* Material for this exercise *
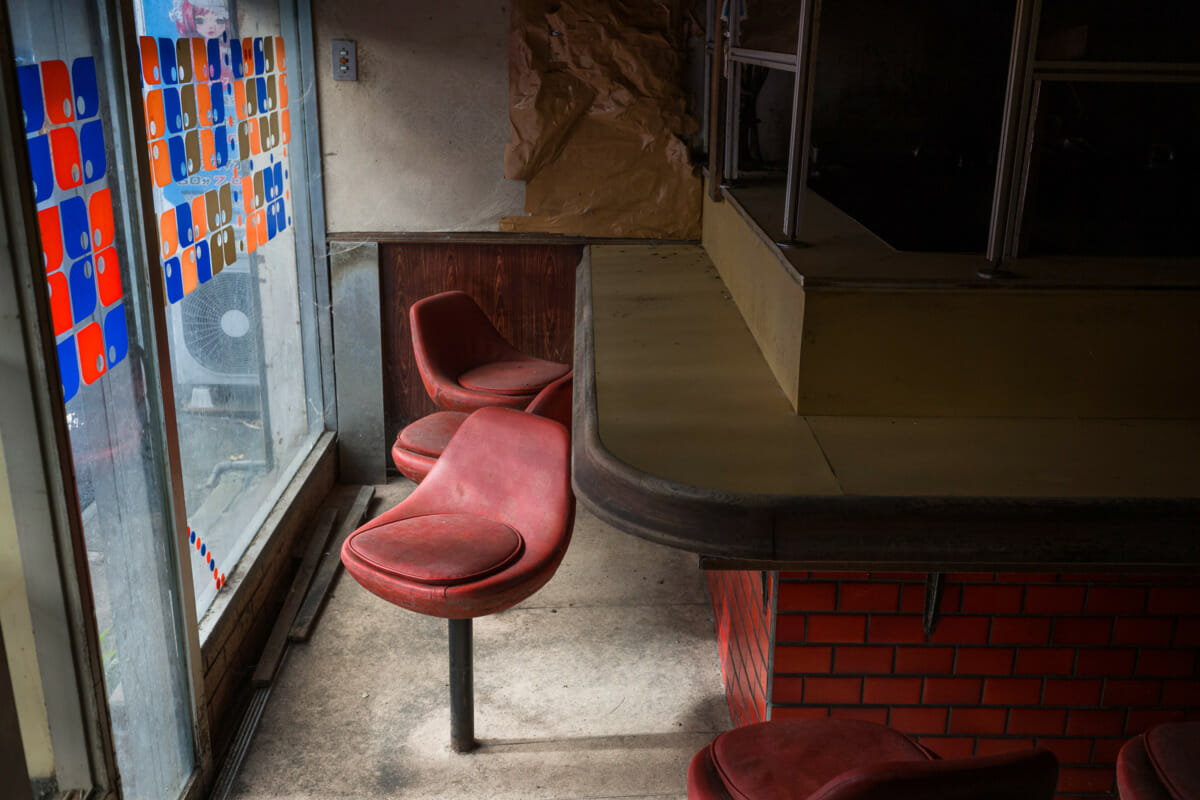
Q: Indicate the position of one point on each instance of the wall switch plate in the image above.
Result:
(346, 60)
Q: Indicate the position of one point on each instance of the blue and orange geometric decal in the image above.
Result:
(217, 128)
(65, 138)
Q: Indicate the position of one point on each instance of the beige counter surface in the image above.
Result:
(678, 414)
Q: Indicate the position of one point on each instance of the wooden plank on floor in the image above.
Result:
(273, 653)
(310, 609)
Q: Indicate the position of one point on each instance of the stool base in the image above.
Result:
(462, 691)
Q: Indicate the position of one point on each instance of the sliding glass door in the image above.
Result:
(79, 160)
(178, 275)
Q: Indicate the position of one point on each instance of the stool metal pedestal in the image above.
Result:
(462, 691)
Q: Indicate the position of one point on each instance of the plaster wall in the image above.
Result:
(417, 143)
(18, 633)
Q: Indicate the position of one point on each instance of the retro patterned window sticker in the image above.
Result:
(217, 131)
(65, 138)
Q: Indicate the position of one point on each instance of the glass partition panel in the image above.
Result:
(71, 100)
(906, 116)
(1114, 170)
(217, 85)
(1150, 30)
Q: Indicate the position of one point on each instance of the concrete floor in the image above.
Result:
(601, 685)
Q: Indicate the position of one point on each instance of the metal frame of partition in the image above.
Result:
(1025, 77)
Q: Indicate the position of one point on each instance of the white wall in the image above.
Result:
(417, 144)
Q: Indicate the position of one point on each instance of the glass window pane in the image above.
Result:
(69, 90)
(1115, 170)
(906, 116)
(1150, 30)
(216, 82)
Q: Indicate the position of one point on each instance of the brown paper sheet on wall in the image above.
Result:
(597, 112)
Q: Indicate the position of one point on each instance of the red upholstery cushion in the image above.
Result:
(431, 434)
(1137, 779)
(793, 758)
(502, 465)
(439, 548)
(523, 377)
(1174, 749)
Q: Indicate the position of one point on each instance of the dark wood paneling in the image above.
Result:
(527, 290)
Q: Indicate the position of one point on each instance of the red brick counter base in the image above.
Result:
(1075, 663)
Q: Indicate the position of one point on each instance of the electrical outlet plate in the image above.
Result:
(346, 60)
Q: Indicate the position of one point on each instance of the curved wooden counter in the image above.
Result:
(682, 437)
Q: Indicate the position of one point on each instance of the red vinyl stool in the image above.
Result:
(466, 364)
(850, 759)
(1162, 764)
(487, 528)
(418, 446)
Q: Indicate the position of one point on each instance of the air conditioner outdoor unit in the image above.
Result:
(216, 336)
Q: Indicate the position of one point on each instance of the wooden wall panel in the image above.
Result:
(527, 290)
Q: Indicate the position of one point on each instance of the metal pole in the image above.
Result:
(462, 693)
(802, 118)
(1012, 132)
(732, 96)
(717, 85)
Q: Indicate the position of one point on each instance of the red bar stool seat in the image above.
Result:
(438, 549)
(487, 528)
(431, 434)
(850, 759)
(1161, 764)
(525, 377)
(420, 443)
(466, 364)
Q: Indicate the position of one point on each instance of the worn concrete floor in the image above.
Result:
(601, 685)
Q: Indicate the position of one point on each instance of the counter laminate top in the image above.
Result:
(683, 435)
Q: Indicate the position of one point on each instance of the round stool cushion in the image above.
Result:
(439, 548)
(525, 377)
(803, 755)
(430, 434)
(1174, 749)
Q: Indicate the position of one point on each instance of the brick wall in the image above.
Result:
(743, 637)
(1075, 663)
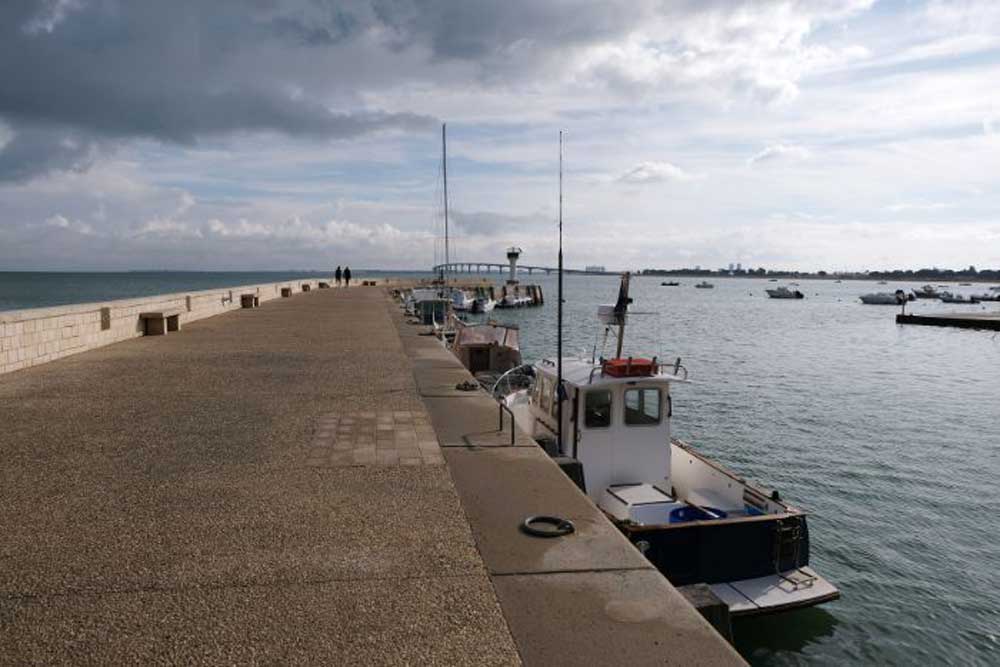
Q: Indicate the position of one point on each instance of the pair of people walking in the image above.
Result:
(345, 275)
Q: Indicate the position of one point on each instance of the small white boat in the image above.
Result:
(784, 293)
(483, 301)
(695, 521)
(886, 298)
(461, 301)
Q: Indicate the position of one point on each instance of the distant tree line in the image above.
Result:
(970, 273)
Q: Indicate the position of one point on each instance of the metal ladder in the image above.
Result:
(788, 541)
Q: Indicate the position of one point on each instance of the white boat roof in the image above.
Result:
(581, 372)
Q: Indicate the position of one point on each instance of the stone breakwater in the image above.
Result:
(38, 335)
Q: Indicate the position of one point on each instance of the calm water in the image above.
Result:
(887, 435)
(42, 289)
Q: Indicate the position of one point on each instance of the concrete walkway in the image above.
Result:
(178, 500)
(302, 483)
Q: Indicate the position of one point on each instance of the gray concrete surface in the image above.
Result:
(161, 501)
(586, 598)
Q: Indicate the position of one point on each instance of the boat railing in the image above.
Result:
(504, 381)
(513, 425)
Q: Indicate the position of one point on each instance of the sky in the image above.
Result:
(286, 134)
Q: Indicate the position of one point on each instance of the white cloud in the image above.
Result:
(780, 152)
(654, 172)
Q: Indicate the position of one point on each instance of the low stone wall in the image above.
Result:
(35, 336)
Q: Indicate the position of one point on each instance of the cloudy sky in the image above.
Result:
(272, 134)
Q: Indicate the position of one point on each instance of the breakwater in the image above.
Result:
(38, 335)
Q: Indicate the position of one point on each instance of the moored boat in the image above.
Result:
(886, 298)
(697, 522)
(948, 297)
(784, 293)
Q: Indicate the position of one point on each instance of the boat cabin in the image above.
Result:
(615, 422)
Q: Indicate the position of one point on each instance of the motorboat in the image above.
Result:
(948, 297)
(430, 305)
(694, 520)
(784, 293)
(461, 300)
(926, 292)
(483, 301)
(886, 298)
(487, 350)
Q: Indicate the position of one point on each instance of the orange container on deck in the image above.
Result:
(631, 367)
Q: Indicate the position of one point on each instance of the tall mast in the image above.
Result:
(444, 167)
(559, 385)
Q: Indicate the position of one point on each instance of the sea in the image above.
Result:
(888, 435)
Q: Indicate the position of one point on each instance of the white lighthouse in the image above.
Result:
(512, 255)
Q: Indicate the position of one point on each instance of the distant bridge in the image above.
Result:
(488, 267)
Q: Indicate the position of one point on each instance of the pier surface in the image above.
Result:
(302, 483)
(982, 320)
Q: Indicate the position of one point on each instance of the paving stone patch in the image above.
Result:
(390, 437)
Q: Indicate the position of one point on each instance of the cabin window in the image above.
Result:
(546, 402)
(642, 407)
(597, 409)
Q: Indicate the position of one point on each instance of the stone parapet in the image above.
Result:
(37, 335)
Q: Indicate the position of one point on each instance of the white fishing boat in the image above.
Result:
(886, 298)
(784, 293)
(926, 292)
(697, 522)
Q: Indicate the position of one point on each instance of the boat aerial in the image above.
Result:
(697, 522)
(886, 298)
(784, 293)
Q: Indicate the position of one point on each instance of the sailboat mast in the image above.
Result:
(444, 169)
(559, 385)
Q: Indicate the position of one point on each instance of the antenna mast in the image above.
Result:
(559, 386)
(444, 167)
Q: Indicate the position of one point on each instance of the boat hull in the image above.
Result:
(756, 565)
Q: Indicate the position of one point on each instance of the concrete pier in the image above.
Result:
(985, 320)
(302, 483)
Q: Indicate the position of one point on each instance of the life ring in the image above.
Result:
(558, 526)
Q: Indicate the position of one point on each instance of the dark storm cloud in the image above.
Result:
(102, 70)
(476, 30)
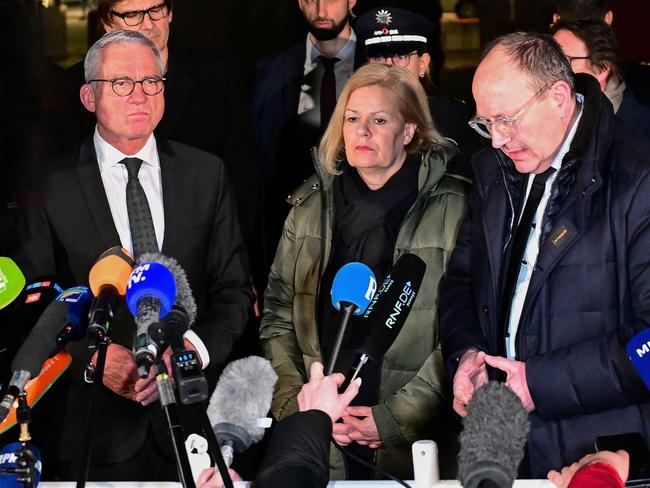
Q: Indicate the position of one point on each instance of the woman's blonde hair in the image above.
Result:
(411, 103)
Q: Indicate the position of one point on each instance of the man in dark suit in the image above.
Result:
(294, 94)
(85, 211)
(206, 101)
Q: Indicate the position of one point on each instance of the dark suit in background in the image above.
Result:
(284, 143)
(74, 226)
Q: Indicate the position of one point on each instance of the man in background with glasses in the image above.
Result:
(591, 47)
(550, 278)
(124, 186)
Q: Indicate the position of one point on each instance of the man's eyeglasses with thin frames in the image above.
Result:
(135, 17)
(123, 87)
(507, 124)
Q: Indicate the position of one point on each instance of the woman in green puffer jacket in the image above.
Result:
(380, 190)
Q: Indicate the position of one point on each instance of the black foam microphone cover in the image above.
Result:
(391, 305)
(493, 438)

* Your goal *
Would you show every line in the data above that contains the string "suit"?

* Reply *
Q: Indicate the position of one point on each instance of the man in dark suit in the image above.
Q: Indicate the position of one point on each instance of the dark suit in background in the image above.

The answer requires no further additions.